* _Aufgabe 1_
Gib den Abschnitt aus dem Forenbeitrag zum neuen Mailserver von „Nun etwas genauer“ bis einschließlich „simple fetchmail reichen?“ wortgetreu wieder.

* _Beitrag_
# Ein neuer Mailserver muss her, und macht Probleme...

## haegar87

Hallo alle zusammen,

nachdem mein letzter Mailserver abgeschmiert ist, und alle meine mails weg sind, muss ich ihn neu machen.

Ich hab mich dafür entschlossen ihn in einer seperaten Maschine (XEN) laufen zu lassen.

Soweit steht das System jetzt, meine Frage bleibt einzig und allein, was brauche ich?

Also ich möchte/erwarte von meinem neuen Mailserver folgendes:

1. Abholung der Mails von meinem gmx Postfach

2. Durchsuchen der Mails auf Viren

3. Rausfiltern des Spams (am besten in einen Order Spam verschieben, nicht löschen)

4. Aufgrund weiterer Filterregeln die Mails sortieren (Absender, Betreff etc.)

5. Die Mails in einem IMAP Server legen

6. Via Webmail darauf zugreifen um Emails zu lesen/schreiben/beantworten

Nun etwas genauer zu den einzelnen Punkten:

1. Abholung der Mails von meinem gmx Postfach

Ich denke dazu müsste eigentlich das simple fetchmail reichen?

* _Datenauszug_
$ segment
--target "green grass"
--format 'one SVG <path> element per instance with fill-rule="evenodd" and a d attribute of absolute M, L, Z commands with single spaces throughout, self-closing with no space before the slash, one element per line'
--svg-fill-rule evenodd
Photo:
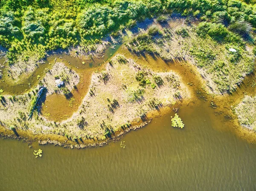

* _Aufgabe 2_
Übertrage sämtliche Zeilen des Datenauszugs oben Zeichen für Zeichen und lass die Bilder dabei weg.

* _Vollständige Antwort 1_
Nun etwas genauer zu den einzelnen Punkten:

1. Abholung der Mails von meinem gmx Postfach

Ich denke dazu müsste eigentlich das simple fetchmail reichen?

* _Vollständige Antwort 2_
$ segment
--target "green grass"
--format 'one SVG <path> element per instance with fill-rule="evenodd" and a d attribute of absolute M, L, Z commands with single spaces throughout, self-closing with no space before the slash, one element per line'
--svg-fill-rule evenodd
Photo:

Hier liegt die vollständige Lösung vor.